» **AIM**
Each entry below is to be printed verbatim.

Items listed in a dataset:
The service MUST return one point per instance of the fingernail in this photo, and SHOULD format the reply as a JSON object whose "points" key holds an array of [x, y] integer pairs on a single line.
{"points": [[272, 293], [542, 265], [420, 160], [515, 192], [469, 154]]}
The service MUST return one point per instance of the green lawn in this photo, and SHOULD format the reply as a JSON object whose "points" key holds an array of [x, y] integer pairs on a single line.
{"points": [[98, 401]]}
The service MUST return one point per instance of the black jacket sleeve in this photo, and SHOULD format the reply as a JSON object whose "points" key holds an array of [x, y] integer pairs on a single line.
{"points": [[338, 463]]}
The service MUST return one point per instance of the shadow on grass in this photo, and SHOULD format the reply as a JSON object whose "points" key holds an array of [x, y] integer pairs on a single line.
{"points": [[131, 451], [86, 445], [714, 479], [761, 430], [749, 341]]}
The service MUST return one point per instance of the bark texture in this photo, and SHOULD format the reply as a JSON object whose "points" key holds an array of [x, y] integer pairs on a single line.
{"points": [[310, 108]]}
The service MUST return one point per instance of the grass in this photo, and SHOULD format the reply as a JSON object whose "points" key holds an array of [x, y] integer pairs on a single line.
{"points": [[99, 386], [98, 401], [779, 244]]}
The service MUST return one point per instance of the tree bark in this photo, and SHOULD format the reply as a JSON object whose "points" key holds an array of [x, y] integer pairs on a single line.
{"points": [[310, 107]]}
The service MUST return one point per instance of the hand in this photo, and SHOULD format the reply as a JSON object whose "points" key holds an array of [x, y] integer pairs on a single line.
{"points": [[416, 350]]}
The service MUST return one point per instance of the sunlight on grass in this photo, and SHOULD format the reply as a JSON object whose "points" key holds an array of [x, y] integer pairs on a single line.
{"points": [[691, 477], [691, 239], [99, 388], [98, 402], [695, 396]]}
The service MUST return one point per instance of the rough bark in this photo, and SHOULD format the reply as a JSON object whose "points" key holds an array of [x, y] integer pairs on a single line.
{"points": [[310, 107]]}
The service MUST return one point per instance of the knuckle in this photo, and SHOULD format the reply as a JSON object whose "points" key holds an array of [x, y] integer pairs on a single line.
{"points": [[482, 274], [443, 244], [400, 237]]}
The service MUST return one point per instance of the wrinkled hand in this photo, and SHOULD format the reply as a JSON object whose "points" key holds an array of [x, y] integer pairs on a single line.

» **ANSWER TO THE PROBLEM**
The service MUST return one point per instance of the fingernail in this photo, and SHOULD format the reply as a JSON object whose "points" key holds an array of [x, y] integer pairs on a single line.
{"points": [[272, 293], [542, 265], [420, 160], [515, 192], [469, 154]]}
The service MUST return one point per instance of the green lawn in this photo, and SHOULD format the reply as a JSON object whose "points" key holds an array of [x, y] integer pairs on a single line.
{"points": [[98, 401]]}
The service MUST return one point per instance of the black jacket sleeve in this photo, and SHOULD format the reply as a JSON object whose "points" key holds an array of [x, y] integer pairs on a single line.
{"points": [[338, 463]]}
The service MUST return one point per instance of the shadow on grass in this photo, and SHOULD format the reply as a JSON object whose "points" key holds an array of [x, y] integer pairs on a single line.
{"points": [[131, 451], [86, 445], [714, 479], [761, 430], [749, 341]]}
The service MUST return one point per instance of the bark texture in this photo, and SHOULD format the reply as a JSON object whose "points" key holds an array of [x, y] integer pairs on a single line.
{"points": [[310, 108]]}
The service MUST return one point per instance of the grass in this photo, and SHOULD format the reply as a JSON object whose "points" key holds an array of [x, y] integer pairs on a single line.
{"points": [[99, 386], [98, 401], [779, 244]]}
The service MUST return one point per instance of the tree bark in this photo, and SHOULD format the reply as a JSON object whose "points" key holds an array of [x, y] integer pairs on a single line.
{"points": [[310, 107]]}
The service MUST return one point per instance of the hand in this photo, and SHOULD format the reply as a JSON object whose "points" key holds an array of [x, y] integer pairs on a single line.
{"points": [[416, 350]]}
The service MUST return one point per instance of the sunlight on grass in this photo, and SHOULD format the reply as a JSON object whose "points" key holds an array of [x, y] integer pairs on a single line.
{"points": [[691, 477], [691, 239], [99, 388], [98, 402], [695, 396]]}
The service MUST return one point per instance of the rough bark in this photo, and SHOULD format the reply as a JSON object whose "points" key holds an array of [x, y] integer pairs on a single line.
{"points": [[310, 107]]}
The service MUST return one point per instance of the knuckle in this photo, and SHOULD format the reply as a JSON object whose "points" key holds an array of [x, y] integer pairs on a single line.
{"points": [[482, 274], [443, 244], [400, 237]]}
The service MUST return one point per instance of the wrinkled hand in this photo, and SHOULD format the reply as a JSON object whose "points" key holds an array of [x, y] integer pairs on a single line.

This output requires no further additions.